# Provided passage start

I had to undo the brake line on the front master cylinder and now everthing is attached again i cant get the system to bleed. the master cylinder is pumping the fluid through to the calipers i have pumped a whole 500ml bottle through and still the lever is coming back to the bar. and i cant see any air coming out.
I also tried bleeding from the top banjo bolt but that did not help eather. any ideas. is there an air pocket in the top of the master cylinder?
I'm having the same problem but with the rear caliper on my 996 :(
All I would suggest is you can buy a banjo bolt for the joint next to the master cylinder on the clip-on with a built in bleed nipple which will make getting air trapped there out a piece of cake.
I have experianced this a few times I suspected air trapped at the top of the banjo connection to the master cyclinder.
Try the following in this order.
1. Pump the brake lever a few times and tie wrap the lever back hard against the bar and leave it over night. Hopefully the air will move up and into your master cyclinder. If not move the bike into the sun and let the warm sun heat up master cyclinder hoping the trapped air inside expands and then moves up into the cyclinder. Sounds daft but it works.
2. Use a syringe (cost coppers from a local store) attach the bleed hose to the end fill it with fresh fluid connect it to your caliper bleed nipple and force the fluid up through the system into your master cyclinder. Use a reasonable sized syringe to ensure enough fluid is pushed through the system ensuring no air remains (oh and don't forget to keep and eye on the expansion bottle as the fluid comes up empty it with a second syringe).
Just keep trying u will get there in the end.
If its an under slung rear caliper they are a pain to bleed u need to lift it higher than the master cyclinder (ask the wife to hold it she'll luv that not lol).
Then bleed in the normal way with a non return valve its so easy then, when the air stops refit and it will be A OK.
I would challenge the use of "forcing fluid in with a syringe as it would inevitably have air in it.
However, i would use a syring to draw the fluid through by attatching it to the bleed pipe. This does work and will draw out the air as well as you new clean fluid. With the undrslung rear calliper, you do need to unbolt it and mount it on top of the disc to bleed!

# Provided passage end

#### Requirements
Please copy the part of the brake-bleeding discussion above between "Just keep trying" and "that not lol).", inclusive, word for word.

# Supplied information start

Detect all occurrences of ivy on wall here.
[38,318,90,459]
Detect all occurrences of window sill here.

# Supplied information end

#### Exercise result
Just keep trying u will get there in the end.
If its an under slung rear caliper they are a pain to bleed u need to lift it higher than the master cyclinder (ask the wife to hold it she'll luv that not lol).